═════ WORKING DATA

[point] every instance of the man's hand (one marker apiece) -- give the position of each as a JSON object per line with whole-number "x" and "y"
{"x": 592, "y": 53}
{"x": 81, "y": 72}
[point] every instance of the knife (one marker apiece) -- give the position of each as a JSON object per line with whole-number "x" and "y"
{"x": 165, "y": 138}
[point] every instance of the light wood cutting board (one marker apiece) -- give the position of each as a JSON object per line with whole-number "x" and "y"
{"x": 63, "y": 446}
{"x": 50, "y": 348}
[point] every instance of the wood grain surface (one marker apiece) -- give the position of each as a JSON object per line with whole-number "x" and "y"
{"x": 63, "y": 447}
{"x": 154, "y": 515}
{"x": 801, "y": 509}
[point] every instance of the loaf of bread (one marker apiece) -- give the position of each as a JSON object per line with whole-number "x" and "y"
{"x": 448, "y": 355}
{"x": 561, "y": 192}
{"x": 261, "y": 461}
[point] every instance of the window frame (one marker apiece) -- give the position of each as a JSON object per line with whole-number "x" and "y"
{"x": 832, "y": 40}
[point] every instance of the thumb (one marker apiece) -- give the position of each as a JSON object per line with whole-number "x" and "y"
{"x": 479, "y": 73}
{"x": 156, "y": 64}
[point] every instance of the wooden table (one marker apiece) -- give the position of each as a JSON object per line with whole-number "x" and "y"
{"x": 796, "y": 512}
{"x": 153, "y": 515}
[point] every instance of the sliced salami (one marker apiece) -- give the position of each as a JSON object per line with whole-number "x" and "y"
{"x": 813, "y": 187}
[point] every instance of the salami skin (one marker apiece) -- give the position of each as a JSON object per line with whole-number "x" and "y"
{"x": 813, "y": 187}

══════════

PROMPT
Repeat the data exactly. Omit nothing.

RESULT BELOW
[point] every instance of the man's hand (one marker apiece) -- give the position of each as a JSON object per line with whole-number "x" and "y"
{"x": 592, "y": 53}
{"x": 81, "y": 72}
[point] every instance of the knife (one marker apiece) -- give the position of each as a JSON object per line with whole-number "x" and "y"
{"x": 165, "y": 138}
[point] every instance of the light wood cutting board (one marker apiece) -- give the position of each as a JSON object per line with whole-number "x" and "y"
{"x": 63, "y": 446}
{"x": 50, "y": 348}
[point] every instance of the wood grain surface (one marker apiece) -- give the position of each as a JSON object per line with whole-number "x" and "y"
{"x": 63, "y": 447}
{"x": 154, "y": 515}
{"x": 801, "y": 509}
[point] every instance of the loaf of bread (one marker apiece) -- give the position of each as a JSON object per line with whole-number "x" and "y"
{"x": 448, "y": 355}
{"x": 561, "y": 192}
{"x": 261, "y": 461}
[point] every instance of the window frame (one marker apiece) -- give the position of each as a JSON object per line with whole-number "x" and "y"
{"x": 832, "y": 40}
[point] every instance of the thumb (one marker apiece) -- give the position of each as a JSON object per line with whole-number "x" and "y"
{"x": 479, "y": 73}
{"x": 156, "y": 64}
[point] every instance of the wooden table (one marker apiece) -- give the position of each as a JSON object per line with whole-number "x" and "y"
{"x": 796, "y": 512}
{"x": 153, "y": 515}
[point] every instance of the sliced salami (one marker apiece) -- give the position of each as a JSON object per line with whole-number "x" and "y"
{"x": 813, "y": 187}
[point] every instance of the salami skin (one marker apiece) -- give the position of each as a JSON object per line with whole-number "x" and "y"
{"x": 813, "y": 187}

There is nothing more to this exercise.